### Extrait présenté

Afin de répondre à l'objectif de lisibilité du budget de l'Etat et de cohérence accrue des politiques publiques, il vous est proposé de porter le nombre de missions interministérielles de 8 (sur les 32 du budget général de l'Etat) à 15 (sur 31) 38 ( * ) , et de modifier le rattachement de certains programmes et actions.

Par ailleurs, votre commission des finances émet le souhait que la nomenclature budgétaire puisse, sur le long terme, guider la constitution de ministères mettant en oeuvre des politiques publiques cohérentes et clairement identifiées .

1. La mission interministérielle « Sécurité »

Il vous est proposé de constituer une mission interministérielle « Sécurité », formée de deux programmes « Police nationale » et « Gendarmerie nationale » , afin de tenir compte du concours de ces deux forces au même service public de la sécurité. Dans la mesure où chaque programme resterait ministériel, ce regroupement n'impliquerait en aucune façon la remise en cause du statut militaire de la gendarmerie.

### Travail demandé
**A)** D'après l'extrait présenté, quels sont les deux programmes qui formeraient la mission interministérielle « Sécurité » ?
**B)** Reproduisez mot pour mot le passage de l'extrait présenté qui commence aux mots « 1. La mission » et se termine après les mots « de la gendarmerie. ».

### Données

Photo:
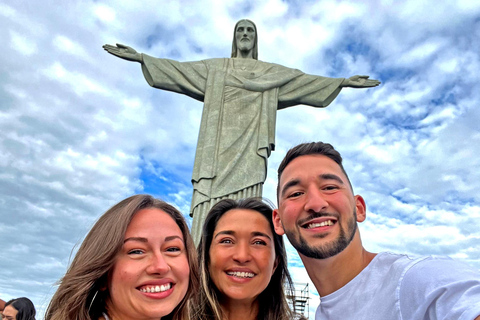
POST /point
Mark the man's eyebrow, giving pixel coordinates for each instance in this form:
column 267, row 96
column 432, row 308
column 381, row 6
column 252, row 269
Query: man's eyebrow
column 289, row 184
column 331, row 176
column 324, row 176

### Résultats par tâche
**A)** Les programmes « Police nationale » et « Gendarmerie nationale ».

**B)**
1. La mission interministérielle « Sécurité »

Il vous est proposé de constituer une mission interministérielle « Sécurité », formée de deux programmes « Police nationale » et « Gendarmerie nationale » , afin de tenir compte du concours de ces deux forces au même service public de la sécurité. Dans la mesure où chaque programme resterait ministériel, ce regroupement n'impliquerait en aucune façon la remise en cause du statut militaire de la gendarmerie.